* [Activity]
Copy exactly the lines that run from the one containing "Target: brown soil" through the end of the entries, both ends included.

Dataset entries:
::::

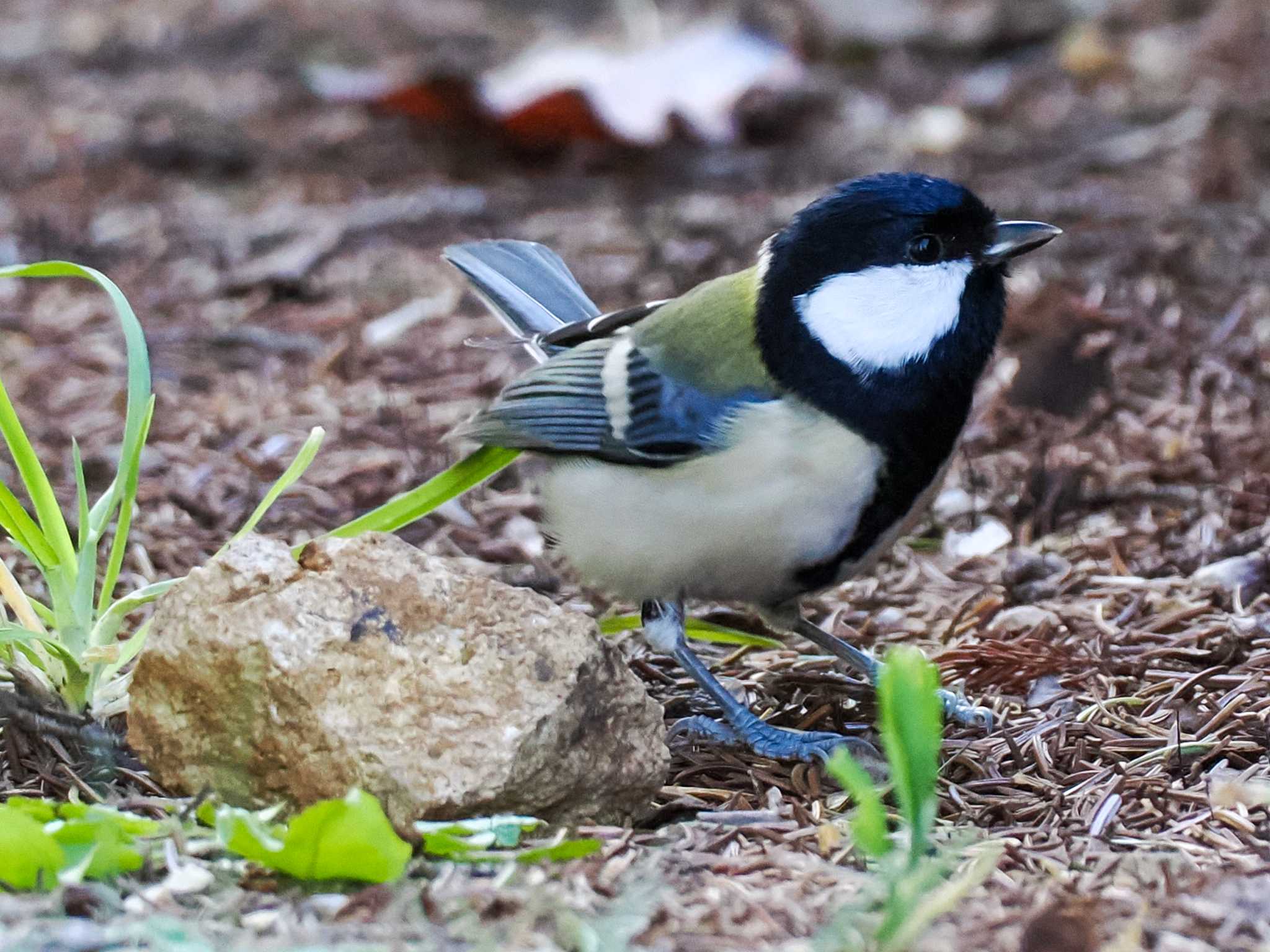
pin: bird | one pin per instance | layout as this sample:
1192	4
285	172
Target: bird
768	433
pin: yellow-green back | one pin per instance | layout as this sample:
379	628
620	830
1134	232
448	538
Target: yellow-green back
706	335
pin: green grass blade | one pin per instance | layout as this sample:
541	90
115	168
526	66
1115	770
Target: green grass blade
138	399
283	483
130	469
912	726
81	491
696	628
23	531
407	508
110	621
86	570
33	478
869	822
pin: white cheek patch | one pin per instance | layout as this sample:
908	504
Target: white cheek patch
886	316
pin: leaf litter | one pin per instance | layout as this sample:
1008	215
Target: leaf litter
1119	438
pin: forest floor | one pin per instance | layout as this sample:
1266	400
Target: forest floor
1121	437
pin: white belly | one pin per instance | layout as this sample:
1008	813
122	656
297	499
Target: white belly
733	524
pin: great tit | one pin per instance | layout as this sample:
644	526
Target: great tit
769	433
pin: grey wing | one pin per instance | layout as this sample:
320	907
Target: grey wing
525	284
538	299
605	399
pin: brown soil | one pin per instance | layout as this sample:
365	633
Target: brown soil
258	231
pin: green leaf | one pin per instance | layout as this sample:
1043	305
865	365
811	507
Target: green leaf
30	858
283	483
333	839
561	852
40	809
912	726
23	531
138	389
130	469
507	835
409	507
38	488
98	840
447	845
696	628
869	821
95	851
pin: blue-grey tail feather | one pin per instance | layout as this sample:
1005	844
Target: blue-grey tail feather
525	284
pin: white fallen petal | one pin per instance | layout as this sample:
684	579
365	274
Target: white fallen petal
987	539
698	75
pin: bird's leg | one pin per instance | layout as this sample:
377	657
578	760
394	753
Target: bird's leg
956	707
664	630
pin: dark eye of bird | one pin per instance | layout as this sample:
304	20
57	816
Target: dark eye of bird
925	249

::::

* [Exercise result]
Target: brown soil
258	231
pin: green leaf | one pin per instance | layout as this sample:
1043	305
865	365
811	507
Target: green leaf
30	858
283	483
333	839
561	852
40	809
912	726
23	531
138	389
130	469
507	835
409	507
38	488
98	840
447	845
696	628
869	821
95	851
pin: blue-grey tail feather | one pin per instance | layout as this sample:
1005	844
Target: blue-grey tail feather
525	284
pin: white fallen petal | one pin per instance | layout as this sample:
684	579
365	274
Target: white fallen petal
987	539
698	75
pin: bird's leg | one pin per instance | layout as this sample:
377	657
578	760
394	753
Target: bird's leg
956	707
664	630
pin: dark eye of bird | one pin per instance | layout as this sample:
304	20
57	816
Target: dark eye of bird
925	249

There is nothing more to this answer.